> [Exercise requirements]
Count the lines in the records that contain the word "from", and give only that number.
....
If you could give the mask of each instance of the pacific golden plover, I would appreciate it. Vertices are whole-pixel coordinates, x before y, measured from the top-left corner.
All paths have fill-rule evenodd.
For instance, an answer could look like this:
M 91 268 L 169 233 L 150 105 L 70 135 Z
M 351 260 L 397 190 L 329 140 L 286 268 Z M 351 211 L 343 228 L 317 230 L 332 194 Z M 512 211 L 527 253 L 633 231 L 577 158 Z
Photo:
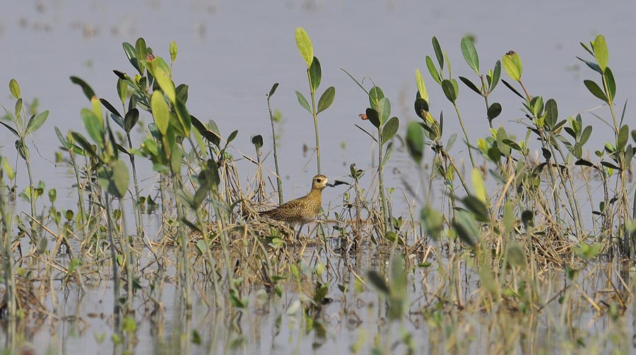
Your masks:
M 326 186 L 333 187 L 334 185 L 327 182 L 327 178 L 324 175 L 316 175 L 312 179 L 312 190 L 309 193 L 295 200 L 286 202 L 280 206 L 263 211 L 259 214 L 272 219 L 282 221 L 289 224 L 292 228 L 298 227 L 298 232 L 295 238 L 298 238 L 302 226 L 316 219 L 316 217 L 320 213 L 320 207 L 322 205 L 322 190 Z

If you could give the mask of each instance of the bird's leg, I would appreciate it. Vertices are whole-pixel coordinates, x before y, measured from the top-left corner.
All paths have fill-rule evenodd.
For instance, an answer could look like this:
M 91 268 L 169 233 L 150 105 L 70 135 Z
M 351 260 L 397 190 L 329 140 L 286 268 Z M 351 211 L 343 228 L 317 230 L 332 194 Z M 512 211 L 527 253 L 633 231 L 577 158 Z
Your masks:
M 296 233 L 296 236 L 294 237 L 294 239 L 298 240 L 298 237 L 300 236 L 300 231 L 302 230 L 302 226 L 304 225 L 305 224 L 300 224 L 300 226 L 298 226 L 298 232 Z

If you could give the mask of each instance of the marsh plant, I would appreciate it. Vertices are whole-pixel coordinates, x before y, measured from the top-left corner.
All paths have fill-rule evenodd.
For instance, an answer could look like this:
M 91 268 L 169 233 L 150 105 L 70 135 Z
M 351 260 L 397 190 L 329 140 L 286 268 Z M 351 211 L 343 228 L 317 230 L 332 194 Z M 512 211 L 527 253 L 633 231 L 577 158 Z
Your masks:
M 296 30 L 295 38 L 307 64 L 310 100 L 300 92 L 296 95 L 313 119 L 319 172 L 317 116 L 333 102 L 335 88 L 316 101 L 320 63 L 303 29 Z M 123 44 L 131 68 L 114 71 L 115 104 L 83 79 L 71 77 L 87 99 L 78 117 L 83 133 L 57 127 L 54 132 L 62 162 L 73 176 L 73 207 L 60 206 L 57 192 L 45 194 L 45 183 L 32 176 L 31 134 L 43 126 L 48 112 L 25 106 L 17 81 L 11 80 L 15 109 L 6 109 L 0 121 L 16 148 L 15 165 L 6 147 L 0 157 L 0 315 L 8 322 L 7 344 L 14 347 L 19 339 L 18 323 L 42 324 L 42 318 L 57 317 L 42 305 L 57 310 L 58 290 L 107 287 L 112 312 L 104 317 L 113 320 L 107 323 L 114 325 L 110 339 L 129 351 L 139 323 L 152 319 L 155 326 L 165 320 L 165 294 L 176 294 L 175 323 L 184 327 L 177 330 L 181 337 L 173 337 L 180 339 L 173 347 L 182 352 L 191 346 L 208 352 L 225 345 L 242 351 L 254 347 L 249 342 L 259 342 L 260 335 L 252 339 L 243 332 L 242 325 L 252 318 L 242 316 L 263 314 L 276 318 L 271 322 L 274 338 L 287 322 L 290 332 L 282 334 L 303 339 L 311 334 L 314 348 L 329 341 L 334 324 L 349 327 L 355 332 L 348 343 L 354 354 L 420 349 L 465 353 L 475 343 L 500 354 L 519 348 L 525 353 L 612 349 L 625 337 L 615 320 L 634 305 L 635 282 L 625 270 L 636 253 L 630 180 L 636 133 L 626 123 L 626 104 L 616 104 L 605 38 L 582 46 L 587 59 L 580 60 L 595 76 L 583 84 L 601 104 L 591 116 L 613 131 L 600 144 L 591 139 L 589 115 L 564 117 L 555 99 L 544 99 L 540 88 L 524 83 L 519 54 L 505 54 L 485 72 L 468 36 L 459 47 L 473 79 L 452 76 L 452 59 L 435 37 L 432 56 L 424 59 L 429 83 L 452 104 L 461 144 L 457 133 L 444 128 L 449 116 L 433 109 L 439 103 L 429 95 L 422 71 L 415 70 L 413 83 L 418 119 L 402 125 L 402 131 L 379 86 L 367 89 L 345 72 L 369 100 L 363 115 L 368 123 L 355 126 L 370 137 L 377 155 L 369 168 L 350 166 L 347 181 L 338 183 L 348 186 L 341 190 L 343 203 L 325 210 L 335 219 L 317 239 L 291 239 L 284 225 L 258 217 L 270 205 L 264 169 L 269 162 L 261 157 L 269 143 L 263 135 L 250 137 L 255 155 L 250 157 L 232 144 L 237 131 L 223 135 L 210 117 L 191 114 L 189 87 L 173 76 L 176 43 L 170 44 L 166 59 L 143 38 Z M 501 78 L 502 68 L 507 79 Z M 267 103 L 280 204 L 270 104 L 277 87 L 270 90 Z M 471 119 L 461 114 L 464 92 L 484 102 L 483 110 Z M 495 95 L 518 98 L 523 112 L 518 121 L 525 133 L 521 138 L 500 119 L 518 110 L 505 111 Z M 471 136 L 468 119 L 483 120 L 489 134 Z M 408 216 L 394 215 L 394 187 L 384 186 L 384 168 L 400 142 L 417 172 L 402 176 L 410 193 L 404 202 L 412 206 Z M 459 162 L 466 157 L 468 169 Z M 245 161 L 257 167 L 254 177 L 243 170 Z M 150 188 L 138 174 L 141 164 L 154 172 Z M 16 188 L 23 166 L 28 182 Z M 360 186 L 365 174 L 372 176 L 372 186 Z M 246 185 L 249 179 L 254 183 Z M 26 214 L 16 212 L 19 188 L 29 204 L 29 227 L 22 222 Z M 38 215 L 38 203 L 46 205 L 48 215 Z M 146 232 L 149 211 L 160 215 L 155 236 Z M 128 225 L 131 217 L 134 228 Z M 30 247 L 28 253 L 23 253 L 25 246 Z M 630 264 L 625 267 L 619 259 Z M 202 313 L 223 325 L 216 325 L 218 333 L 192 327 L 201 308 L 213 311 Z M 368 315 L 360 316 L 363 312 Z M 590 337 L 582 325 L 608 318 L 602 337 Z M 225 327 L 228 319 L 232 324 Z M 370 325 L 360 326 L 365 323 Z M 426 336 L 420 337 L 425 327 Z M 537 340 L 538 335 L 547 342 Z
....
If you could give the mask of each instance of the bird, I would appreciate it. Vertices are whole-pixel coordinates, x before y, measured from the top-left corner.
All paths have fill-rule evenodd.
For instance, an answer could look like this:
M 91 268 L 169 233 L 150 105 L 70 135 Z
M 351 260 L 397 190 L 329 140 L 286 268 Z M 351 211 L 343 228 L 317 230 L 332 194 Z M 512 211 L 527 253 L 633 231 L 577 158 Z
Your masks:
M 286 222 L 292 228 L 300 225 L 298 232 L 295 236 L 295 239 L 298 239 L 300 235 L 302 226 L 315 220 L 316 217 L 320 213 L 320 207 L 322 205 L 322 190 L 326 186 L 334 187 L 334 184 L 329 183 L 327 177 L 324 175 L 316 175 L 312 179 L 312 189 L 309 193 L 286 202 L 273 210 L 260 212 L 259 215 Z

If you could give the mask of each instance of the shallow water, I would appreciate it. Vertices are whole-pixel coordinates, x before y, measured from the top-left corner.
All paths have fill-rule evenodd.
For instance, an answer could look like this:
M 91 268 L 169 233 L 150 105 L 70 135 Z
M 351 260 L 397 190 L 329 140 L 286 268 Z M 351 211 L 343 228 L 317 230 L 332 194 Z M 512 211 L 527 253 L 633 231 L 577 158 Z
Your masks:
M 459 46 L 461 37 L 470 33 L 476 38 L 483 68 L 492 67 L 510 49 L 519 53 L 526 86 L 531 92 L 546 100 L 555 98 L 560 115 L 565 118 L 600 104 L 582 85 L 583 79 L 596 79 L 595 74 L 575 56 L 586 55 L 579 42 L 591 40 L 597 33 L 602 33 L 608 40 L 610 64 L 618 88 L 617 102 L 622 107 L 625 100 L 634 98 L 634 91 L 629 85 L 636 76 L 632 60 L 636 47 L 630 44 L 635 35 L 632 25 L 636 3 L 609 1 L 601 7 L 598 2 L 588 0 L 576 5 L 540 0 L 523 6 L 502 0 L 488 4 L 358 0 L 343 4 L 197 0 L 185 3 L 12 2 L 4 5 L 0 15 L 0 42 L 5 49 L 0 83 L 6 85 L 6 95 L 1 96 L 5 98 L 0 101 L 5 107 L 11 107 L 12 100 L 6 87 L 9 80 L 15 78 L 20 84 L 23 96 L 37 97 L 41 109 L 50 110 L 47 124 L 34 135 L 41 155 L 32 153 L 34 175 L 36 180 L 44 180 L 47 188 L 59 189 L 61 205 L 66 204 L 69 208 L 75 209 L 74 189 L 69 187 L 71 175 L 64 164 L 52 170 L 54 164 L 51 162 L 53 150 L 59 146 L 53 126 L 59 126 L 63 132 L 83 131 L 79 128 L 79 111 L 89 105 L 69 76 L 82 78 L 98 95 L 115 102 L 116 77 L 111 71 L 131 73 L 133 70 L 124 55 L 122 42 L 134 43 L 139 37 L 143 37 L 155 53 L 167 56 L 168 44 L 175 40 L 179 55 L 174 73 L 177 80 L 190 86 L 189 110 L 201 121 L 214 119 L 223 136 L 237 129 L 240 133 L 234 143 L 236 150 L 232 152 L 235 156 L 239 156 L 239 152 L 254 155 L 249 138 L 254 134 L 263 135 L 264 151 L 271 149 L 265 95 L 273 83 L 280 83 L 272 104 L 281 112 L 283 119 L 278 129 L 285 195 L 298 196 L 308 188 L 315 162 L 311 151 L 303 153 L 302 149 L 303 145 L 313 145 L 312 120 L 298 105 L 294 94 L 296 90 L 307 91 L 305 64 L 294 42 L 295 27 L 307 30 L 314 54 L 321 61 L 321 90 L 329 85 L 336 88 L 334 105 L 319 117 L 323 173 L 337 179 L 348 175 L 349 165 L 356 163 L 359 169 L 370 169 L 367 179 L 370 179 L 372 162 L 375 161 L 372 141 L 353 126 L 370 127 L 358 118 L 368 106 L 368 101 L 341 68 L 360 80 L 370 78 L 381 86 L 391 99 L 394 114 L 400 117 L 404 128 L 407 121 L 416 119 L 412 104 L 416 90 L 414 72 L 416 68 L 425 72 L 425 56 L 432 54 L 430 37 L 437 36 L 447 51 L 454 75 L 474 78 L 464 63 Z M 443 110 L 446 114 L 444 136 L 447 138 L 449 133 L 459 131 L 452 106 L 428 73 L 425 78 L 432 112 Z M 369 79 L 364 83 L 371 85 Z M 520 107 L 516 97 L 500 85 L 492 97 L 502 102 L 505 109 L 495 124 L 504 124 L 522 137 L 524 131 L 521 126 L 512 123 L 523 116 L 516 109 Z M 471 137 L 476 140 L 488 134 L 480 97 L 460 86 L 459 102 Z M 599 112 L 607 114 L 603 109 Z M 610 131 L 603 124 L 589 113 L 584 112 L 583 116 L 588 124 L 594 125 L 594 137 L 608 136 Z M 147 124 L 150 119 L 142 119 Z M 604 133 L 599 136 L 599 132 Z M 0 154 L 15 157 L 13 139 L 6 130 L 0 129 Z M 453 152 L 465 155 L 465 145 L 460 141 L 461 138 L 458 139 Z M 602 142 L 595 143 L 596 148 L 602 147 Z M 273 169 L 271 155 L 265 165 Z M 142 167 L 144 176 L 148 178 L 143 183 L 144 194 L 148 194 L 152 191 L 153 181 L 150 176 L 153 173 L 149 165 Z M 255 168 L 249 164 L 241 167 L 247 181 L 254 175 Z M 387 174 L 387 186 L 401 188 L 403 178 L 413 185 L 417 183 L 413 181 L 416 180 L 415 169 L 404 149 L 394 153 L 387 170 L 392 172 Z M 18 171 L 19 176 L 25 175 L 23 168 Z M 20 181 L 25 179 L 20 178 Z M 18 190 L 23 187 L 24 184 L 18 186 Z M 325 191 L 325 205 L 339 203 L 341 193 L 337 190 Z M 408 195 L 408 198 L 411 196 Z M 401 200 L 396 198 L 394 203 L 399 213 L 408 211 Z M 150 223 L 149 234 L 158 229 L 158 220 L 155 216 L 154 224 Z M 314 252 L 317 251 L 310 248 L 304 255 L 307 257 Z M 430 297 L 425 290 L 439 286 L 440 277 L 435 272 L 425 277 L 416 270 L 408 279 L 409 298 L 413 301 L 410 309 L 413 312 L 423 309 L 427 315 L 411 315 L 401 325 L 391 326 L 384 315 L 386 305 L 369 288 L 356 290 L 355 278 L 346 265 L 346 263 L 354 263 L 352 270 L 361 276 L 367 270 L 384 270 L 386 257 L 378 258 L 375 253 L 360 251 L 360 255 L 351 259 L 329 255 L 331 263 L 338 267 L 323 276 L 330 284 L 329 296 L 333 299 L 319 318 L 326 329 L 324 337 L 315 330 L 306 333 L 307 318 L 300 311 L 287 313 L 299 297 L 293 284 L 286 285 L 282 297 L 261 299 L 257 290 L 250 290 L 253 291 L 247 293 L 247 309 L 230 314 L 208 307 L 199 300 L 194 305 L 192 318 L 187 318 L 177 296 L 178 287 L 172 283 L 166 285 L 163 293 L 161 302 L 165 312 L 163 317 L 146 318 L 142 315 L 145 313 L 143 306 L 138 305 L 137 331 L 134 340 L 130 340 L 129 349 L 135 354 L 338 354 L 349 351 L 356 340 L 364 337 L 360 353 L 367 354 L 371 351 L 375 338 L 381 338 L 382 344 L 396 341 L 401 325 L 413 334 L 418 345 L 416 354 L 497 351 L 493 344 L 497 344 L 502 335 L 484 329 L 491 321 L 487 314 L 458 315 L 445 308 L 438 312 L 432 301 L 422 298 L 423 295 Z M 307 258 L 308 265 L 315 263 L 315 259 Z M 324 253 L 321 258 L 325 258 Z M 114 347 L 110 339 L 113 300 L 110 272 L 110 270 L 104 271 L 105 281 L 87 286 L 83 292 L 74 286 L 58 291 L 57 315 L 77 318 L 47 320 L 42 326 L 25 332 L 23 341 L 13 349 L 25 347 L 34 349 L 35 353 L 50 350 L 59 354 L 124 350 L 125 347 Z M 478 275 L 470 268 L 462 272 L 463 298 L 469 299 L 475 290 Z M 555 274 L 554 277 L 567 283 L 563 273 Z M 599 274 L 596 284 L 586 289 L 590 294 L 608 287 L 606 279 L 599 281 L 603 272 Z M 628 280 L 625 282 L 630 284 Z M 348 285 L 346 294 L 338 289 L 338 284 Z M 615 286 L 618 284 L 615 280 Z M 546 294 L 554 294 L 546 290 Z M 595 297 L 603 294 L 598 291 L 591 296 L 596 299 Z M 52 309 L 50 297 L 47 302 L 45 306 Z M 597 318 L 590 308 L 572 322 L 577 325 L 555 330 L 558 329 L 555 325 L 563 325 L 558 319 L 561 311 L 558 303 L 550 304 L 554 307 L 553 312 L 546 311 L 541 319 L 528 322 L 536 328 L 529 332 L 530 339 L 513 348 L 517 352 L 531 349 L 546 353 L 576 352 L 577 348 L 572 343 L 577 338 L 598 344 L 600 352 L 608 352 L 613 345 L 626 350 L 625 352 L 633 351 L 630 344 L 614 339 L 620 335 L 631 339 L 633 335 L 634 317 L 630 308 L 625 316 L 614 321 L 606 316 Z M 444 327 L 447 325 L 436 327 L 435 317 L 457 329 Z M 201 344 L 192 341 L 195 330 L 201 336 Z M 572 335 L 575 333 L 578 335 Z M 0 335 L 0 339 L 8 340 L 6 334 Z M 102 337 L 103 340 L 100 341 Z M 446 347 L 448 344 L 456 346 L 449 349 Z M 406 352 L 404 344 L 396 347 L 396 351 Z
....
> [Complete answer]
5